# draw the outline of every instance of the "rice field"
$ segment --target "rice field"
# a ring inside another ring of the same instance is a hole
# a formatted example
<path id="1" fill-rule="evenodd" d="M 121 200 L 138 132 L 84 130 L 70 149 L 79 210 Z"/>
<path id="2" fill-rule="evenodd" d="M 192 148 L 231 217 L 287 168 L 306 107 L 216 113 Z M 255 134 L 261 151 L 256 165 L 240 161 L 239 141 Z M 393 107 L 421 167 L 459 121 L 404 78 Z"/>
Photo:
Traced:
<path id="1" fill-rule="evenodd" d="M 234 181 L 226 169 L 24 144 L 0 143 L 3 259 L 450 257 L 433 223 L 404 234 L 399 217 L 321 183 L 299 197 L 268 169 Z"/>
# # # # #
YOUR INSTRUCTIONS:
Convert every line of the items above into a Markdown table with a row number in the first column and the line in the second, leaving out blank lines. Head the columns "No." and "Text".

SOLUTION TO THE EXERCISE:
| No. | Text |
|---|---|
| 1 | # draw the outline of every instance of the "rice field" |
| 2 | $ segment --target "rice field" |
| 3 | # a ring inside another ring of the same instance is a hole |
| 4 | # a formatted example |
| 5 | <path id="1" fill-rule="evenodd" d="M 121 200 L 138 132 L 84 130 L 70 149 L 79 210 Z"/> |
| 6 | <path id="2" fill-rule="evenodd" d="M 192 148 L 231 217 L 287 168 L 306 107 L 216 113 Z M 255 134 L 261 151 L 256 165 L 240 161 L 239 141 Z M 393 107 L 421 167 L 459 121 L 404 78 Z"/> |
| 7 | Photo: |
| 8 | Traced: |
| 9 | <path id="1" fill-rule="evenodd" d="M 234 181 L 226 169 L 24 144 L 0 143 L 3 259 L 450 257 L 433 223 L 404 234 L 399 217 L 321 183 L 299 197 L 268 169 Z"/> |